SOURCE DOCUMENT:
Damen is an 'L' station on the CTA's Brown Line. It is an elevated station with two side platforms, located at 4643–47 North Damen Avenue in Chicago's Ravenswood neighborhood. The adjacent stations are Western, which is located about one half mile (0.8 km) to the west, and Montrose, about one half mile (0.8 km) to the southeast. Located three blocks east is the Ravenswood Metra station on the commuter railroad's Union Pacific/North Line.

History

Damen Station opened in 1907 as part of Northwestern Elevated Railroad's Ravenswood line. The station was originally named Robey for the original name of the street on which it is located. During CTA's AB-Skip-Stop Service on the Brown Line, from 1949 to 1995, Damen was an "A" station.

Brown Line Capacity Expansion Project
The Brown Line Capacity Expansion Project aims to allow eight car trains on the Brown Line by the extension of the platforms at all stations. At the same time all Brown Line stations are being upgraded to meet ADA requirements. On November 26, 2007, Damen Station closed for twelve months to be rebuilt as part of this project. It retained many of its historic features during reconstruction, however, and reopened on December 19, 2008.

EXERCISE REQUIREMENTS:
Answer these from the Damen station article:
(a) What was the station called when it first opened?
(b) Which neighboring station lies about half a mile to the southeast?
(c) On what date did the station reopen after being rebuilt?

DATA SEGMENT:
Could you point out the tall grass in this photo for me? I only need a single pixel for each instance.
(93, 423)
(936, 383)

TASK OUTPUT:
(a) Robey
(b) Montrose
(c) December 19, 2008